• Task directions:
Rewrite the lines below with "rippled water" swapped for "calm water" and everything else unchanged. Leave the pictures out of your answer.

===== Dataset rows

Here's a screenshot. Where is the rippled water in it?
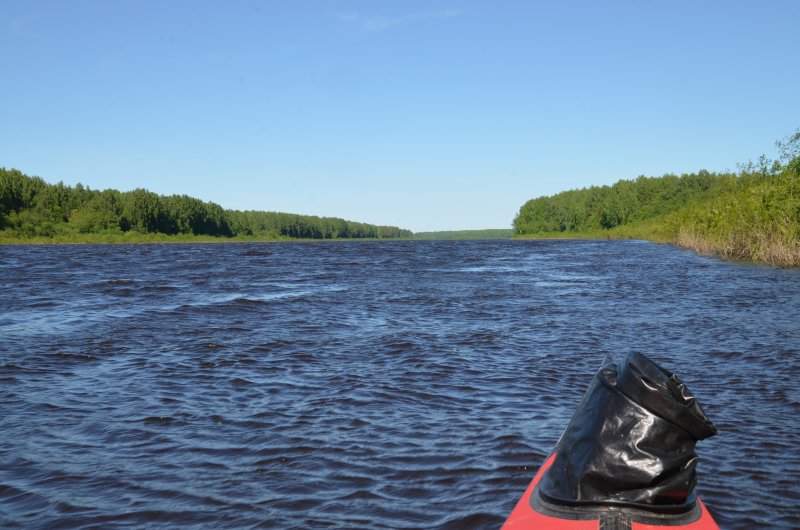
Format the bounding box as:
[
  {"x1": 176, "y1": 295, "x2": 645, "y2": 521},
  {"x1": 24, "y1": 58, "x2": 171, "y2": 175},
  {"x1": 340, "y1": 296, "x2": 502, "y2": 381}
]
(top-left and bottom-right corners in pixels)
[{"x1": 0, "y1": 241, "x2": 800, "y2": 529}]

==========

• Complete answer:
Here's a screenshot. Where is the calm water in it?
Format the bounding box as:
[
  {"x1": 176, "y1": 295, "x2": 645, "y2": 521},
  {"x1": 24, "y1": 58, "x2": 171, "y2": 175},
  {"x1": 340, "y1": 296, "x2": 502, "y2": 381}
]
(top-left and bottom-right corners in pixels)
[{"x1": 0, "y1": 241, "x2": 800, "y2": 529}]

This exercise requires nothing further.